Could you copy out all of the data below, reproducing every line character for character?

═══

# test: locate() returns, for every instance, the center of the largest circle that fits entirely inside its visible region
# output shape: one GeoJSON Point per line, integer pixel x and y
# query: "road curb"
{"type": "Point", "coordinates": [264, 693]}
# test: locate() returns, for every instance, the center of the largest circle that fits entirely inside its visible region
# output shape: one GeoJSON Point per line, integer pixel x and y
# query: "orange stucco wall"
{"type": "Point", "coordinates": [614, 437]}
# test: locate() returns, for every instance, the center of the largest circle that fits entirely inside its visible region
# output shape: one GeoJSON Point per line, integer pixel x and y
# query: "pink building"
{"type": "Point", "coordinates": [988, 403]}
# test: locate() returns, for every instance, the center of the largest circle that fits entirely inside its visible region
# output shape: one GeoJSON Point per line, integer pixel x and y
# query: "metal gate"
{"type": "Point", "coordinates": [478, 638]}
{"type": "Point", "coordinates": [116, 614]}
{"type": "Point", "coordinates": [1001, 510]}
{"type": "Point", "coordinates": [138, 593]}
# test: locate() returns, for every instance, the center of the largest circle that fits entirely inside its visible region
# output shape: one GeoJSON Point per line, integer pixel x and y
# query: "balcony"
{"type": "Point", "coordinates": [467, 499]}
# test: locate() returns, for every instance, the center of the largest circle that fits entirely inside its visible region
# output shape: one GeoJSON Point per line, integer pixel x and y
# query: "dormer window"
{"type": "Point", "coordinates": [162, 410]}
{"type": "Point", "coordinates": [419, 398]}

═══

◆ RESULT OF THIS EXERCISE
# test: locate() returns, for every instance, the center of the largest circle that fits entirely inside its visible region
# output shape: one GeoJSON Point per line, integer pixel x and y
# query: "road curb"
{"type": "Point", "coordinates": [264, 693]}
# test: locate() returns, for every instance, the center of the largest circle that fits entirely inside its visible region
# output shape: one GeoJSON Point per line, integer pixel x and y
# query: "orange stucco wall"
{"type": "Point", "coordinates": [614, 437]}
# test: locate() returns, for every instance, the center of the largest circle that fits entirely inside its visible region
# output shape: one GeoJSON Point per line, integer pixel x and y
# query: "pink building"
{"type": "Point", "coordinates": [988, 403]}
# test: locate() returns, for every instance, the center of the largest circle that fits entirely inside its visible region
# output shape: one GeoJSON Point per line, integer pixel x and y
# query: "metal gate"
{"type": "Point", "coordinates": [478, 638]}
{"type": "Point", "coordinates": [116, 614]}
{"type": "Point", "coordinates": [1001, 510]}
{"type": "Point", "coordinates": [138, 593]}
# test: locate() returns, for every instance, the center of the largest circle that fits entirely inside its visible region
# output shape: one GeoJSON Point per line, integer pixel x and y
# query: "balcony"
{"type": "Point", "coordinates": [467, 499]}
# test: locate() returns, for every instance, the center of the largest circle that fits entirely inside its visible region
# output shape: one GeoJSON Point per line, integer pixel x and y
# query: "dormer window"
{"type": "Point", "coordinates": [162, 410]}
{"type": "Point", "coordinates": [419, 398]}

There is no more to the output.